─── Data under study

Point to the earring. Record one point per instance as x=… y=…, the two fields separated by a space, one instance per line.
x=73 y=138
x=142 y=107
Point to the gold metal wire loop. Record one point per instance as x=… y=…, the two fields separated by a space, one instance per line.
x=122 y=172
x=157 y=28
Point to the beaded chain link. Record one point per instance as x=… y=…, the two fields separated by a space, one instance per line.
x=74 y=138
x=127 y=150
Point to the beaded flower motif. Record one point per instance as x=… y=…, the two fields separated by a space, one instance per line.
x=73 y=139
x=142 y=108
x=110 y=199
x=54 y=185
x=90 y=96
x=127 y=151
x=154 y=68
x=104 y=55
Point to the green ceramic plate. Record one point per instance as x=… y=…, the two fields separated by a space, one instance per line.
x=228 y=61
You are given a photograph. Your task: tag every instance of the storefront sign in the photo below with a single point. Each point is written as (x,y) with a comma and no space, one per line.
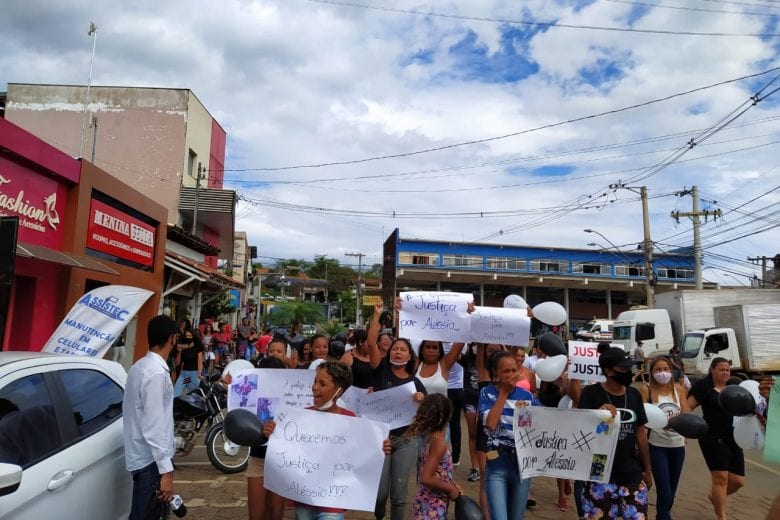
(96,320)
(38,201)
(116,233)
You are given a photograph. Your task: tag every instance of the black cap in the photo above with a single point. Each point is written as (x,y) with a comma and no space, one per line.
(615,357)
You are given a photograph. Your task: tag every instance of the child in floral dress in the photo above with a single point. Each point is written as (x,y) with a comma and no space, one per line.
(435,485)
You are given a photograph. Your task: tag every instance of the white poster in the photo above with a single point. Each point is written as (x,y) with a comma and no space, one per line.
(500,325)
(393,407)
(571,444)
(437,316)
(96,320)
(311,459)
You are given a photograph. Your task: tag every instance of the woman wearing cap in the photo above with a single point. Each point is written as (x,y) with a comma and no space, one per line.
(625,492)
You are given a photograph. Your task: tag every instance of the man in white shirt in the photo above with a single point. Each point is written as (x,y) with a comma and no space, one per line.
(147,414)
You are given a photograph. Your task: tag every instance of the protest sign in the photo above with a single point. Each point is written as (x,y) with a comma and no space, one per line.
(96,320)
(311,459)
(571,444)
(772,436)
(437,316)
(392,407)
(500,325)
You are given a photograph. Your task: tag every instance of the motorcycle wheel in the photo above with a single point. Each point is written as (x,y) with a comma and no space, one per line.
(220,459)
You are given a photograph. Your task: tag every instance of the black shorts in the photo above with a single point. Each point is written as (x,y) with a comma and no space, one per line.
(723,455)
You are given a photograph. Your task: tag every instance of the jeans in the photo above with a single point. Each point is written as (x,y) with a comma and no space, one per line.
(311,513)
(507,493)
(192,385)
(146,506)
(394,483)
(456,398)
(667,466)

──────

* Task requirements
Output consists of exactly the lines from the one containing "man in white" to the end of the records above, retyped without change and with nothing extra.

* Completed task
You are given a photograph. Your task: tag every instance of the man in white shirt in the photo above with a single point. Each point is written as (x,y) with a comma and no space, one per line.
(147,414)
You are given a photograph. Your task: tag every instance of the protest sign in the photo above with a single point. Each point is written as (x,y) with a comma and no space, one per line.
(96,320)
(311,459)
(571,444)
(772,436)
(437,316)
(392,407)
(500,325)
You are given a photograph. Your task: tag every instance of the motorcycle wheel in the photo above with a single point. Each point is written as (x,y) with a comma and no space, one per line.
(220,459)
You are given a photograph. Your task: tag every instance of the black shorts in the photo above with a single point. Each point is written as (x,y) with a comma and no space, one per line.
(723,455)
You are given a photograph. Your task: tag every instance of the jeans in the photo above with a single point. Each point is written as (x,y) with a comma and no space, one per line.
(311,513)
(507,493)
(192,385)
(146,506)
(394,483)
(456,398)
(667,466)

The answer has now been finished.